# Task details
Arrange the records below as a numbered list. Start at the line containing "Would you be able to point to the man in white", end at the line containing "column 43, row 101", and omit any blank lines.

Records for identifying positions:
┌──
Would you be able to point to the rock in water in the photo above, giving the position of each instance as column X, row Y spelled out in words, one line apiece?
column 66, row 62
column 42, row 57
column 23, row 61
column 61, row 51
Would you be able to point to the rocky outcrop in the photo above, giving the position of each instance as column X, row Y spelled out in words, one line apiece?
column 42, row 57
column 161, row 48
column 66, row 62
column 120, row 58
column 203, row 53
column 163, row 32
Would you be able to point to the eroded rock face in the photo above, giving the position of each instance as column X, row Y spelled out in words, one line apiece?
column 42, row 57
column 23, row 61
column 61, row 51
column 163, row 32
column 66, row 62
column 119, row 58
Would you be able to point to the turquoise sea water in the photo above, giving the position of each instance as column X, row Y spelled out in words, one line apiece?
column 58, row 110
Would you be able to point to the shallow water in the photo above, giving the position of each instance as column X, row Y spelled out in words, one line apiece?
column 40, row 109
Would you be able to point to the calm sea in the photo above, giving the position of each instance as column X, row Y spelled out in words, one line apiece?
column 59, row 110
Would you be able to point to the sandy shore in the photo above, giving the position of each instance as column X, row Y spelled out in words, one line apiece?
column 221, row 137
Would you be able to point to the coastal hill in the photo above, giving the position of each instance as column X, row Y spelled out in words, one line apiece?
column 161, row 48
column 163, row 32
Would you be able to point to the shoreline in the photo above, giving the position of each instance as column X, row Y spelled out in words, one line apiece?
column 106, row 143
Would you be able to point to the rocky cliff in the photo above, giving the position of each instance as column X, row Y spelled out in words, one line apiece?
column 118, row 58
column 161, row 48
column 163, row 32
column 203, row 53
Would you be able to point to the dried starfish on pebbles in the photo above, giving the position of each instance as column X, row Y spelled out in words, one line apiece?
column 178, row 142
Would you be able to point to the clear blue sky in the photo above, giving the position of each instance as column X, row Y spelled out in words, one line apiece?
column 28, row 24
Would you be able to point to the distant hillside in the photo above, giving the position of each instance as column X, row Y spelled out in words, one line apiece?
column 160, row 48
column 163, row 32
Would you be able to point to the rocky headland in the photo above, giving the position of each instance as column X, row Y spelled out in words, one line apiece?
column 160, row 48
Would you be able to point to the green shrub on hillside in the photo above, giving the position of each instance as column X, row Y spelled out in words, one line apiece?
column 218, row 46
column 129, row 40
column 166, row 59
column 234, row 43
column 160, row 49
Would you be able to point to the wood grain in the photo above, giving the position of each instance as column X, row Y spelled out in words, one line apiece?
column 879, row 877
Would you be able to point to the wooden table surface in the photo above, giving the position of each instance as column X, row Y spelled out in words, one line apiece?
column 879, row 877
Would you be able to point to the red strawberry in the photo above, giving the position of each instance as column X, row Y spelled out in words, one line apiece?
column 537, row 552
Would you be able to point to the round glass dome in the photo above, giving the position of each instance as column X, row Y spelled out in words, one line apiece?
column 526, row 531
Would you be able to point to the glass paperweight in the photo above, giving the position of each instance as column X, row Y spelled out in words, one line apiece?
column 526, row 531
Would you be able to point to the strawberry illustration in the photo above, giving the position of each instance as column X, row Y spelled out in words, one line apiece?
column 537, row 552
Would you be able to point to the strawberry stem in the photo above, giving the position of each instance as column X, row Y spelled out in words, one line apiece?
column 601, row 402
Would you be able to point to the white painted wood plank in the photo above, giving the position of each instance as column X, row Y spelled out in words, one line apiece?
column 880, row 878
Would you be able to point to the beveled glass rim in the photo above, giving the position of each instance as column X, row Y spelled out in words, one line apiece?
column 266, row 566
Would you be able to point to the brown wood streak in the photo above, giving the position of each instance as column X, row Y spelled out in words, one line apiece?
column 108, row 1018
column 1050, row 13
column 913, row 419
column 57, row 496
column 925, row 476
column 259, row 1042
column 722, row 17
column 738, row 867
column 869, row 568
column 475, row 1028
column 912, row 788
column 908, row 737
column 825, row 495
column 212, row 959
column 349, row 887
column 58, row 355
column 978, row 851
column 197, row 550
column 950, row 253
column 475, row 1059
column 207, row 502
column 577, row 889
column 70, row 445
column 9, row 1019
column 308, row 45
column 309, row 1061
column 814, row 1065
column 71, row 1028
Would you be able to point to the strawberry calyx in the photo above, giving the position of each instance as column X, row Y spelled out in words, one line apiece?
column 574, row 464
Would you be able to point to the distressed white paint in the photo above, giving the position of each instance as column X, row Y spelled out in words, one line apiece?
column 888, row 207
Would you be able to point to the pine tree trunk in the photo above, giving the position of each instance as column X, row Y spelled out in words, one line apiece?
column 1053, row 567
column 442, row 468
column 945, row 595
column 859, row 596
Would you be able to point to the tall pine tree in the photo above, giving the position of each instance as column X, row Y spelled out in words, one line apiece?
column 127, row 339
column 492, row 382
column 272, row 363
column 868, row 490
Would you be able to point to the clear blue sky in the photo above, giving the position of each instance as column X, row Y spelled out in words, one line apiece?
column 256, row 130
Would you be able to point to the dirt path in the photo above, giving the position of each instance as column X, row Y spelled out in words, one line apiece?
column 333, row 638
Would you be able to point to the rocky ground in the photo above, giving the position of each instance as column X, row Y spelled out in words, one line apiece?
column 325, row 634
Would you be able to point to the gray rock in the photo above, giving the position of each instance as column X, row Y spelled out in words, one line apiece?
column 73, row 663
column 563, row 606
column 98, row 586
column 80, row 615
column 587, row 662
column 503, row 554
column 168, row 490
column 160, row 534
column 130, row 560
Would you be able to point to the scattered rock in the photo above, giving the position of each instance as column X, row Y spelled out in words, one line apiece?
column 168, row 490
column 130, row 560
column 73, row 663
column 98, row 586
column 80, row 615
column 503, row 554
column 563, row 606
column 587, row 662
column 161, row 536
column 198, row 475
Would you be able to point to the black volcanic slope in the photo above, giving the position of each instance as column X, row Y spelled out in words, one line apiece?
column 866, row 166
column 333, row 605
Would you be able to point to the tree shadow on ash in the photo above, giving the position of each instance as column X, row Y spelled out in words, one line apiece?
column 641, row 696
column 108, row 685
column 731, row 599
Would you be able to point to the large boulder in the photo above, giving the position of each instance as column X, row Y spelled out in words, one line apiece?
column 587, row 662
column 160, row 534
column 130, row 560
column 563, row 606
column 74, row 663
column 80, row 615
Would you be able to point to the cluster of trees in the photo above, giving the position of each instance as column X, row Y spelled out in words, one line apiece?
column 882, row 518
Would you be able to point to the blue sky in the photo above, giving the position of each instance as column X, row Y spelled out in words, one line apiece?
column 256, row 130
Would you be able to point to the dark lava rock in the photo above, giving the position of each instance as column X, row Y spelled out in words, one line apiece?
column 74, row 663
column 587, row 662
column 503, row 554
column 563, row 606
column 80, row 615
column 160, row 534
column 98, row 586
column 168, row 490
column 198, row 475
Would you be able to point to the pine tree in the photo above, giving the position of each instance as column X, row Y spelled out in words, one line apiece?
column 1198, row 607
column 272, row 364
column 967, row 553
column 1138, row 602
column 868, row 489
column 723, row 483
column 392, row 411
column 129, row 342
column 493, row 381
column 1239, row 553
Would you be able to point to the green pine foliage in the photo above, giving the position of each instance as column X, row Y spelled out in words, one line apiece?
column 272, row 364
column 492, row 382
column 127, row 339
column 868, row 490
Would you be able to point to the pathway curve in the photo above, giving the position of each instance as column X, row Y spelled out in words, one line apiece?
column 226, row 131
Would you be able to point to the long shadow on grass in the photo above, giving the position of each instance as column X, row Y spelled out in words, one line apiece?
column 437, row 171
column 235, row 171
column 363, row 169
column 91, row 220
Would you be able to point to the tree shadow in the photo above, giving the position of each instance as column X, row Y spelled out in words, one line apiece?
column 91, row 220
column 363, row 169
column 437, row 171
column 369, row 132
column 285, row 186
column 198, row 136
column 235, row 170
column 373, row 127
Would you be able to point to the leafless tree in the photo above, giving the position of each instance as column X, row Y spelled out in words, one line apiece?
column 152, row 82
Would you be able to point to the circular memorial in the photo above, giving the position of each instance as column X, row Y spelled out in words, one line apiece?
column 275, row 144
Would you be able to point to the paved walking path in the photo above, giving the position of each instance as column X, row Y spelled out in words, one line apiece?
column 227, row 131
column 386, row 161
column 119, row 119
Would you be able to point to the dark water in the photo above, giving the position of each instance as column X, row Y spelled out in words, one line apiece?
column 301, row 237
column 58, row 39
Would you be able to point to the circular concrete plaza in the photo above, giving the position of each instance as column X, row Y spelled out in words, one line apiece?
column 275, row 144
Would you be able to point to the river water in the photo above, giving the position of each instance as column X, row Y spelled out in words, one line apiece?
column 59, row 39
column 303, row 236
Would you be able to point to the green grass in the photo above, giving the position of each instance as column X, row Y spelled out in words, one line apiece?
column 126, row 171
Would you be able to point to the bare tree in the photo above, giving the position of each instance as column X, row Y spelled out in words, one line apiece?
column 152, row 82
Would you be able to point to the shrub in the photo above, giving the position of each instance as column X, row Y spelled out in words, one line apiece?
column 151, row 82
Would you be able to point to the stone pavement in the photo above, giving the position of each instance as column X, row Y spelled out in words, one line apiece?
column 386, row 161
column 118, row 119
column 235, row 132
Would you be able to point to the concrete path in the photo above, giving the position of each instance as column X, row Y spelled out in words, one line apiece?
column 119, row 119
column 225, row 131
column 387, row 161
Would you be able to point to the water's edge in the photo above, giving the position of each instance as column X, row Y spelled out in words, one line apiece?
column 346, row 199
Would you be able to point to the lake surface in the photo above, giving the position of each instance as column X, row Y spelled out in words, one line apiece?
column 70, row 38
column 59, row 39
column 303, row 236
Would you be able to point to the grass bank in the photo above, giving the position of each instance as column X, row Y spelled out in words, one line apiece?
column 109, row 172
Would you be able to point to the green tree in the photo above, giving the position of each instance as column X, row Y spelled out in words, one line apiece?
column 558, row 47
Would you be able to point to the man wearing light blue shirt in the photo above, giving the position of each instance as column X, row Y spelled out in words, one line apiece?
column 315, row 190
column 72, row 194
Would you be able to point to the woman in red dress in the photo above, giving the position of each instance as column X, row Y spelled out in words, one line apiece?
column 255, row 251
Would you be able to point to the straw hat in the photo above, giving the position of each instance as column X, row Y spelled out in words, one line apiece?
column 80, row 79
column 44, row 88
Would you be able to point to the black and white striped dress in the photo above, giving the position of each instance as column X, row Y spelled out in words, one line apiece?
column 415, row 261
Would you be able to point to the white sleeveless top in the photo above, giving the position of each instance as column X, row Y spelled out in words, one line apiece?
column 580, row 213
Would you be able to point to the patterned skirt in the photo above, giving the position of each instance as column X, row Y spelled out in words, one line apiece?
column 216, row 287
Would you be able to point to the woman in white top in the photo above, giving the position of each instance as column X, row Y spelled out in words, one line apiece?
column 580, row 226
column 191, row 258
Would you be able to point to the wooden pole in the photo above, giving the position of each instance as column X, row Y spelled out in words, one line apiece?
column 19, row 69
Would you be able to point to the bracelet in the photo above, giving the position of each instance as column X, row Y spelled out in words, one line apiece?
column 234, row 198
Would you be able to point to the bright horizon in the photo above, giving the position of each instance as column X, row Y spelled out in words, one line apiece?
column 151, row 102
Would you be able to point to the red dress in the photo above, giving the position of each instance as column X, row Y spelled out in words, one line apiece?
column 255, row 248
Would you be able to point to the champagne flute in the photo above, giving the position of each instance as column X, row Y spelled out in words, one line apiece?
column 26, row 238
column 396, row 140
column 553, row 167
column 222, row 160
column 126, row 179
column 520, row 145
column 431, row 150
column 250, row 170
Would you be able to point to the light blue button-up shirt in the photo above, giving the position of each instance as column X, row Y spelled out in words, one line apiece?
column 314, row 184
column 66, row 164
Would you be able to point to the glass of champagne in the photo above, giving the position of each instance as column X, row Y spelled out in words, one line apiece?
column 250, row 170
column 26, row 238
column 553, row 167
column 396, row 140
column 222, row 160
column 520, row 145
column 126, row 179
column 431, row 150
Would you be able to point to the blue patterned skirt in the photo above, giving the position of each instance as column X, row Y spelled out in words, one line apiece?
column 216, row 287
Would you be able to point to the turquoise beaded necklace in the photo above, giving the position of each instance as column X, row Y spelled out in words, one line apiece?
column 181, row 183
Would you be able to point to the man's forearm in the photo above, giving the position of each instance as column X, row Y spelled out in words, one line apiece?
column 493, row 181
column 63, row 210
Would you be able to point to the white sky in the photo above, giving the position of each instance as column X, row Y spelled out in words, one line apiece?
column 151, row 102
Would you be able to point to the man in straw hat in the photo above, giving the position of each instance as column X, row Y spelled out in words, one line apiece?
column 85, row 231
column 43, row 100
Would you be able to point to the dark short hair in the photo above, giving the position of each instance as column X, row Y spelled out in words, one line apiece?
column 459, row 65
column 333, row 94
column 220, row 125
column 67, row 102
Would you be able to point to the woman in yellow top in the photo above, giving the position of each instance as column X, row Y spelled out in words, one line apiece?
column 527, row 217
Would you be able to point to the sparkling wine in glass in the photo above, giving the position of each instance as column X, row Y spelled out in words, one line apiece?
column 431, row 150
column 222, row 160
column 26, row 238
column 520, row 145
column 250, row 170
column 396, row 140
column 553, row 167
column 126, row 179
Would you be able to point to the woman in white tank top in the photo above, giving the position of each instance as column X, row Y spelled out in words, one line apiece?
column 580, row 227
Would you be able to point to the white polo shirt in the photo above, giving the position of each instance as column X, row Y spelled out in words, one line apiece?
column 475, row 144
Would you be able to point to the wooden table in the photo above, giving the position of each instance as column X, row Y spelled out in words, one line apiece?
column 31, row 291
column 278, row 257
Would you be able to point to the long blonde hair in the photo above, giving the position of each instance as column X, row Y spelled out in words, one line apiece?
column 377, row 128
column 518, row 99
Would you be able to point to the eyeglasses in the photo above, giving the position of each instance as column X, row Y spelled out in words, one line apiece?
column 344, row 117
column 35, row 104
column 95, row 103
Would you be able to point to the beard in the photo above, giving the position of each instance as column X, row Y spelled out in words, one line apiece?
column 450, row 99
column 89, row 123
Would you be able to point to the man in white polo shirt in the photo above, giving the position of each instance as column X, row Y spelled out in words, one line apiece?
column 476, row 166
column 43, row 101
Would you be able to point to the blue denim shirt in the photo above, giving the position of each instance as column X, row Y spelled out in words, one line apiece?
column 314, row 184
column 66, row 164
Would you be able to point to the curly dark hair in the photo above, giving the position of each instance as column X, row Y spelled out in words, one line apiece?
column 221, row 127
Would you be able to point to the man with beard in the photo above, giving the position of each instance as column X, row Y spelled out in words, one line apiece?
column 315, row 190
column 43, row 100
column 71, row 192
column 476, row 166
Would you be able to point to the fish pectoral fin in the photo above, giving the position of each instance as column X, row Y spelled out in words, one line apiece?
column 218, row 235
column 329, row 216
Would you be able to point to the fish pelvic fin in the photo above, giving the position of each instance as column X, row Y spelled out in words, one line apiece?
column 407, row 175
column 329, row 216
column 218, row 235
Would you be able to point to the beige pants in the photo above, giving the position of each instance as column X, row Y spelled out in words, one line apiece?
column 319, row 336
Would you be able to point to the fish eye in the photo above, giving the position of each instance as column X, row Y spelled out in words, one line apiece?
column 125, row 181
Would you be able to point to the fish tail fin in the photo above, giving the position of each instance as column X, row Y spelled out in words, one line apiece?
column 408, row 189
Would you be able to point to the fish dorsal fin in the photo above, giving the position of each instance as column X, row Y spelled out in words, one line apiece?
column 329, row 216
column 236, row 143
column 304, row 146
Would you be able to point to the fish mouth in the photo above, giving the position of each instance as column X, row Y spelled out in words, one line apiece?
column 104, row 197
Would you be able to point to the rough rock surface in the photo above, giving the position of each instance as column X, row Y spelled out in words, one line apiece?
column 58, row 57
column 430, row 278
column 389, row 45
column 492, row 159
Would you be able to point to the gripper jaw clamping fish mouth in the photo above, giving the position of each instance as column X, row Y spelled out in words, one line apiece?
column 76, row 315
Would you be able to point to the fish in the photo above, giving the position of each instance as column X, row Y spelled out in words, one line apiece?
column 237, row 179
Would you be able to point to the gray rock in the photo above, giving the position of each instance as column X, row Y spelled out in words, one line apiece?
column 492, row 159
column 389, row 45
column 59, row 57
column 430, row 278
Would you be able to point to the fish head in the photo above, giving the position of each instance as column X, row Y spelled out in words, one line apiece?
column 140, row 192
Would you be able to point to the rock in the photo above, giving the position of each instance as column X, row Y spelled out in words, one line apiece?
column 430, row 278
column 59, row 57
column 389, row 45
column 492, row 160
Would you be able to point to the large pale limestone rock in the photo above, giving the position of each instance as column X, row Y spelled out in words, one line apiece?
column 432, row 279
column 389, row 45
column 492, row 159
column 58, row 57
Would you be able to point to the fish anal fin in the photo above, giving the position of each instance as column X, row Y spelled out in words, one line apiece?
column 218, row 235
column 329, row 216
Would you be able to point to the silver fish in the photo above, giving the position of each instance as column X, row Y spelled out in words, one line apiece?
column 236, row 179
└──
# Full answer
1. Would you be able to point to the man in white polo shirt in the photo above, giving the position of each instance as column X, row Y spelled out in words, one line apiece?
2. column 476, row 166
3. column 43, row 101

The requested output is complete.